▶ **Provided passage**:
● ● ● ● ●

Friday, February 24, 2017
The problem with conservative art philosophy
Conservative art philosophy tends to
believe that if something is, as R.V Young put it in Modern Age,
"exciting and appealing it is probably morally dubious," as
tasty food is often fattening and full of things not good for you,
like cholesterol.
But there is good and bad kinds of fat.
The metaphysical mistake here was in conservatives and
traditionalists believing that the beautiful, true, and the good are
ultimately non-material and spiritual, as was their God, which led to the bloodless morals and aesthetics of conservative art.
This was not entirely successful because
excitement and emotional appeal break through in traditional
art---few people can live as if in monasteries or nunneries.
(Interesting that Islam is even stricter in trying to keep human
attributes out of art.)
But we don't have to go as far as as
radical Nietzsche and his postmodern followers did in rejecting God,
truth and goodness, but we do have to understand that real Godhood
is attained through material and supermaterial evolution.

● ● ● ● ●

▶ **Raw data**:
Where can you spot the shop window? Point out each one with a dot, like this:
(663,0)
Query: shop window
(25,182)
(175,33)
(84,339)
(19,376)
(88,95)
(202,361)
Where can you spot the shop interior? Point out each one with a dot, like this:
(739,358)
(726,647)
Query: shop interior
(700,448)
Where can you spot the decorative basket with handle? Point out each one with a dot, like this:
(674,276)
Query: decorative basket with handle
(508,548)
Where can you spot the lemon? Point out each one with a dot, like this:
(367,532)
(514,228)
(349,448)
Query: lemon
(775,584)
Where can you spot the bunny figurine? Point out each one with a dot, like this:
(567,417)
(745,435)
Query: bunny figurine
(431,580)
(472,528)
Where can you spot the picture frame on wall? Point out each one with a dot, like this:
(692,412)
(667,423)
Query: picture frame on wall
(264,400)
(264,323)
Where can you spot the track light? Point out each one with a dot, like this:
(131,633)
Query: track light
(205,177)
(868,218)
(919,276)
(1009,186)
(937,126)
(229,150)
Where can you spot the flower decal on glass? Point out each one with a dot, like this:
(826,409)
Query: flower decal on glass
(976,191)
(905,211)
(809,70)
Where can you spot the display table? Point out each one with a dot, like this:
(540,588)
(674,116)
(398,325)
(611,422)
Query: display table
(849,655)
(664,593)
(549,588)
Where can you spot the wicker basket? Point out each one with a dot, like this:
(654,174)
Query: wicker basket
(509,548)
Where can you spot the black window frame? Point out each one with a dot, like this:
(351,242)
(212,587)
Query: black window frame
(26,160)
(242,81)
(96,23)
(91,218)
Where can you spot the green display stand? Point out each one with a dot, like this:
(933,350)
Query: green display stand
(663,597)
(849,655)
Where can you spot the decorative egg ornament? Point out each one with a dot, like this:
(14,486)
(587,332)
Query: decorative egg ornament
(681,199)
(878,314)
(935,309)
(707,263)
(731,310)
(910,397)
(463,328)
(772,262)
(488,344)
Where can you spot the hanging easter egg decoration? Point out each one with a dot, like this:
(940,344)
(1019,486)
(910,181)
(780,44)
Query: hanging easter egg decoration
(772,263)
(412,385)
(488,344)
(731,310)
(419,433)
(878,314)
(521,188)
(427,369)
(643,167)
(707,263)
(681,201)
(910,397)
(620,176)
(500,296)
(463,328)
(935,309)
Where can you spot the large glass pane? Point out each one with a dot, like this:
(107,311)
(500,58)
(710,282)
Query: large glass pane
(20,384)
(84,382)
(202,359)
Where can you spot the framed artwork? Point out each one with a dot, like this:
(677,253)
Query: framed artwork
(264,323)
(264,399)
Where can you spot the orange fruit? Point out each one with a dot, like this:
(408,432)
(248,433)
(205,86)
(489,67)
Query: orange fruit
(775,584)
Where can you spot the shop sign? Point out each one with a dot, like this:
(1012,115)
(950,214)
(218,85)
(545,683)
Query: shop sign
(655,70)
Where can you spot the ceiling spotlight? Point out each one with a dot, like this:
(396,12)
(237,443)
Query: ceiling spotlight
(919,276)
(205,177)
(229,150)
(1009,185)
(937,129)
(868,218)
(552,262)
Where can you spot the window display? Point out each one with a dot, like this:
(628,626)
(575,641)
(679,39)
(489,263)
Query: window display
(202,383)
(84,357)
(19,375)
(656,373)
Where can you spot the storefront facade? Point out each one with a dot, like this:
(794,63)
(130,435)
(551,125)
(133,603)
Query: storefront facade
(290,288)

● ● ● ● ●

▶ **Short exercise 1**:
Write out the part of the post on conservative art philosophy from "The metaphysical mistake" to "and supermaterial evolution.".
▶ **Short exercise 2**:
In the post on conservative art philosophy, in which publication did R.V Young make the quoted remark?

▶ **Complete output 1**:
The metaphysical mistake here was in conservatives and
traditionalists believing that the beautiful, true, and the good are
ultimately non-material and spiritual, as was their God, which led to the bloodless morals and aesthetics of conservative art.
This was not entirely successful because
excitement and emotional appeal break through in traditional
art---few people can live as if in monasteries or nunneries.
(Interesting that Islam is even stricter in trying to keep human
attributes out of art.)
But we don't have to go as far as as
radical Nietzsche and his postmodern followers did in rejecting God,
truth and goodness, but we do have to understand that real Godhood
is attained through material and supermaterial evolution.

▶ **Complete output 2**:
Modern Age.